PROBLEM =
Transcribe the entries that follow, every word as written, and drop the pictures.

Data items
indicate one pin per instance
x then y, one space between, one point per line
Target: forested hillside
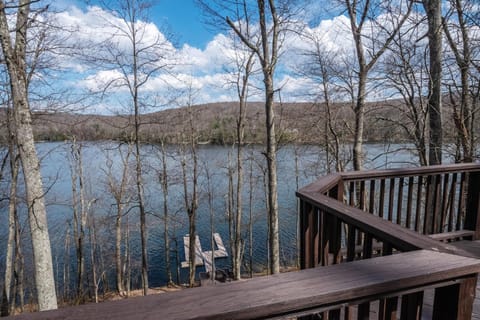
215 123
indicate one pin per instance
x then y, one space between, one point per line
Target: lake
302 164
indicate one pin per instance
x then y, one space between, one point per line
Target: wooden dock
204 258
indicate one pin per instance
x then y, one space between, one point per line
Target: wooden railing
361 215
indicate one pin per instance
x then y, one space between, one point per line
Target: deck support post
455 301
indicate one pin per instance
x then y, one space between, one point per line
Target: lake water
215 160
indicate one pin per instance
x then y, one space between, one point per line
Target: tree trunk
359 121
166 235
272 176
12 208
15 60
433 9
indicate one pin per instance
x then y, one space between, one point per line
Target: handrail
407 172
380 229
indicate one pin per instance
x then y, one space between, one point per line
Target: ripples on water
56 173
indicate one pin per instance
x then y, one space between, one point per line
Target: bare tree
244 65
406 75
369 48
190 193
266 46
138 63
14 53
458 38
119 188
164 183
433 9
7 300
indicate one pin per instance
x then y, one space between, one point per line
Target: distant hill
216 123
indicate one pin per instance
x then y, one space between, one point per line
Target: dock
204 258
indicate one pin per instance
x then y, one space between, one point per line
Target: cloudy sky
200 58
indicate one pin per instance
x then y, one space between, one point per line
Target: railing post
455 301
306 236
412 306
472 216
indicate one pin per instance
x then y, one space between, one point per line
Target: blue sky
184 19
203 58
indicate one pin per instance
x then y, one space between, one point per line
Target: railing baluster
408 221
418 207
305 234
444 207
371 201
453 189
362 195
436 204
400 201
315 246
428 216
412 306
324 238
391 199
461 201
472 215
351 245
388 309
363 312
381 205
351 195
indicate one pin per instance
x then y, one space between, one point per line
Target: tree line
421 53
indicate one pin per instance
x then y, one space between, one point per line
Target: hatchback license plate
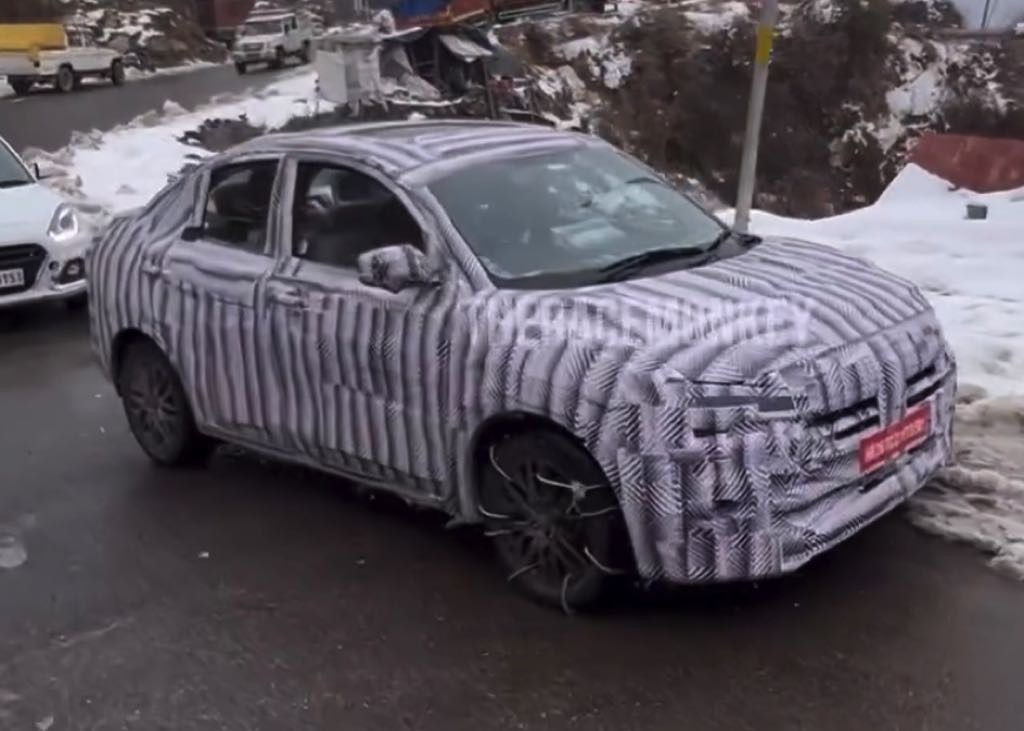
11 277
886 444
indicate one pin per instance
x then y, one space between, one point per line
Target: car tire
553 518
76 303
67 80
20 86
158 410
118 73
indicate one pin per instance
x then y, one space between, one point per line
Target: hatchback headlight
64 226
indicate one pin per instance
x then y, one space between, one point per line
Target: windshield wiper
647 258
656 256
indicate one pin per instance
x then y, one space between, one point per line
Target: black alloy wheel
554 519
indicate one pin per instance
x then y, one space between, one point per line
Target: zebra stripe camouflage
726 403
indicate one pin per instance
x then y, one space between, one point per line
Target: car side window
238 205
340 213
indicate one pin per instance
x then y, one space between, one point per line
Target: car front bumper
260 56
761 499
46 278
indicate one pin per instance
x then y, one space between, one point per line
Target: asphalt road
46 119
255 596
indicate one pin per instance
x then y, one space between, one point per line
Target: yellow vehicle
52 53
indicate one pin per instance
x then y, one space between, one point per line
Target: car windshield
12 172
568 217
261 28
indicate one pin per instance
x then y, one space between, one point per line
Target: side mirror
396 267
190 233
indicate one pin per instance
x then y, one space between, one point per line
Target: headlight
65 223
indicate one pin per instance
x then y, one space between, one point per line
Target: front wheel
66 80
554 519
158 410
118 73
20 86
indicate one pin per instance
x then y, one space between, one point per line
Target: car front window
567 218
12 172
261 29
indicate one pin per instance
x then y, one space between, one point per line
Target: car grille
28 257
864 415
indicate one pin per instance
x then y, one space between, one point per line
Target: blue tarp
415 8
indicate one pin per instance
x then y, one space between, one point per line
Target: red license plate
886 444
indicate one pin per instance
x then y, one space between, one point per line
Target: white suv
42 246
272 39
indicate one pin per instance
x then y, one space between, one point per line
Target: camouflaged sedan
534 332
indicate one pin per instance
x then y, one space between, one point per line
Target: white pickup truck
50 53
271 38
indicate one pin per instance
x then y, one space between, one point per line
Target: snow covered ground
971 270
145 152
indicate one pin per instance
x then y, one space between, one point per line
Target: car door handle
152 268
288 296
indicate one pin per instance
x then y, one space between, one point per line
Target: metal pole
749 165
984 15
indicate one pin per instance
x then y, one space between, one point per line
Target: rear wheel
20 86
118 73
553 517
157 407
66 80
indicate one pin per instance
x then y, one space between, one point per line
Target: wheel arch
119 347
497 425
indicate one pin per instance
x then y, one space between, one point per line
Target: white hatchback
42 245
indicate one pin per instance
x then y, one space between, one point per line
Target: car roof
402 147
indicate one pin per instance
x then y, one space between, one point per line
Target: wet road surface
46 119
256 596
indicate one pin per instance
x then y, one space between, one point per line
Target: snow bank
145 152
981 500
971 271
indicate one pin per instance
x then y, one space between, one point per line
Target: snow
146 152
1001 15
607 62
139 26
981 500
971 271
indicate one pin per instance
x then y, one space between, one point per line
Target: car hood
26 212
260 40
784 314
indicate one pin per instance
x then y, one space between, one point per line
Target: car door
361 371
93 57
212 281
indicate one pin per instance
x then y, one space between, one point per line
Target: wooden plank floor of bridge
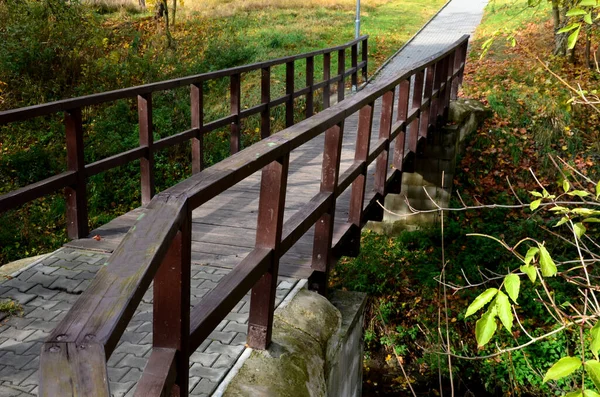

YOUR RESPONSE =
indicate one pin per instance
x then y, one space between, one point per line
Target: forested hillside
215 123
indicate one pin per instance
x then y, one space between, one point per line
Target: lake
302 164
indicate one pin per instance
x then y, one space between, one point per line
Target: wooden dock
204 258
indicate one pin per instance
x then y, one space between, one point per line
Target: wooden railing
361 215
indicate one pin per instance
x then y, one space between, one point per line
Target: deck support post
455 301
indicate one pin per instance
x then y, one space between, one point per line
Target: lake water
215 160
indicate one pin per instance
x then y, one space between, one point per line
Target: tree trunk
359 121
166 235
272 176
12 208
15 60
433 9
indicate one pin per instance
x then y, one space between, one point per line
Target: handrail
407 172
380 229
indicate one pin per instance
x then y, one space between, one point per line
Target: ripples on water
56 173
indicate one pin per instance
x then y, one space between, one point per line
Target: bare tree
244 65
406 75
369 48
190 193
266 46
138 63
14 53
458 38
119 188
164 183
433 9
7 300
indicate one pin per instance
x then y, one space between, one point per line
Target: distant hill
216 123
indicate one pin per instance
x then y, one space between, one point per line
Target: dock
204 258
indicate one pin per instance
x then y, one space between, one point per line
Target: cloudy sky
200 58
indicate one pin per instance
x then y, one space between, one point per line
Target: railing post
455 301
306 236
412 306
472 216
indicate one pin per instance
x then y, one space between, one point per line
Target: blue sky
184 19
203 58
indicate one pin per instance
x then y, one space between, one point per line
Target: railing baluster
408 221
418 207
305 234
444 207
371 201
453 189
362 195
436 204
400 201
315 246
428 216
412 306
324 238
391 199
461 201
472 215
351 245
388 309
363 312
381 205
351 195
indicate one pin per instance
x then y, one space between, one point per line
Target: tree line
421 53
indicate one pin per instance
x then y, one space between, one point per line
Target: hatchback license plate
11 277
886 444
indicate one pin per instance
x then y, one space between, one point per line
Target: car tire
553 518
76 303
67 80
20 86
158 410
118 73
indicate one pin per instance
x then y, one space between, one point per line
Target: hatchback headlight
64 226
indicate one pin per instance
x then y, one space between, one point per line
Target: windshield wiper
647 258
656 256
indicate one pin per instance
x then y, one space between, one point per line
Target: black alloy wheel
554 519
indicate one pin per instance
x then y, one space between, one point per line
Target: zebra stripe camouflage
726 403
indicate one pin per instance
x then y, one space between, one point per line
Target: car side window
238 205
340 213
indicate one pin per instance
x then y, one space between, one point per line
Target: car front bumper
260 56
761 499
46 278
indicate one pin per instance
x then y, one space between, one point per line
Target: asphalt road
46 119
255 596
indicate one pin per instance
x then y, one space between, one point per line
Target: yellow vehicle
52 53
indicate one pin per instance
x then y, one space between, one point per line
Target: car windshield
12 172
568 217
261 28
indicate one pin per instance
x then y, one space between, one point per line
Target: side mirror
396 267
190 233
indicate one pin per instance
x then y, one space between, one point per line
Target: headlight
65 223
indicate one pin per instance
x then y, one space between, one point per line
Target: front wheel
66 80
554 519
158 410
118 73
20 86
indicate one pin per instance
x then y, one space between, one point per line
Target: car front window
567 218
12 172
261 29
indicate one pin per instance
x then y, one space between, one point per line
Target: car grille
28 257
864 415
indicate one pin per instance
x then y, one space between, one point per line
Target: blue tarp
415 8
indicate one pin per instance
x then y, one space between, one point per line
Target: red license plate
886 444
indicate one pin per instance
x then y, one space between, one point per line
Target: white suv
42 246
272 39
indicate one pin per instance
x then y, one space between, one point per line
Target: camouflaged sedan
534 332
indicate one pin per instance
x then y, one space between, one point per line
Target: white pickup truck
50 53
271 38
indicate one pin per instance
x then y, one space between, one point per line
Target: snow covered ground
971 270
145 152
indicate one pin per instance
x then y, one space between, one point per line
Target: car door handle
152 268
288 296
indicate one pin per instance
x then y, one space between, one point per line
Target: metal pole
749 165
984 15
indicate one pin per instance
x then y, one space between, one point per line
Target: rear wheel
20 86
118 73
553 517
157 407
66 80
indicate one pin per instance
x then y, one space between, one point per line
Target: wheel arch
119 347
497 425
indicate one pin per instance
x then y, one space between, one point per line
Target: white hatchback
42 245
indicate one pin per instance
x then y, one space between, one point per line
Target: car roof
402 147
indicate one pin per instance
x then y, one space between, one point per line
Target: wet road surface
46 119
256 596
indicate one pin per instance
x then y, one space between, one point per line
Target: snow bank
145 152
981 500
971 271
indicate one pin per instance
x then y, one space between, one point per line
Target: snow
146 152
1001 15
607 62
139 26
981 500
971 271
indicate one pin per instance
x then y, one space between, one point per line
Target: car hood
26 212
260 40
784 314
indicate one pin per instance
x then y, one space between, one point per line
Target: car door
361 371
93 57
212 281
indicate one pin per instance
x then y, one space between, one point per line
Target: wooden plank floor of bridge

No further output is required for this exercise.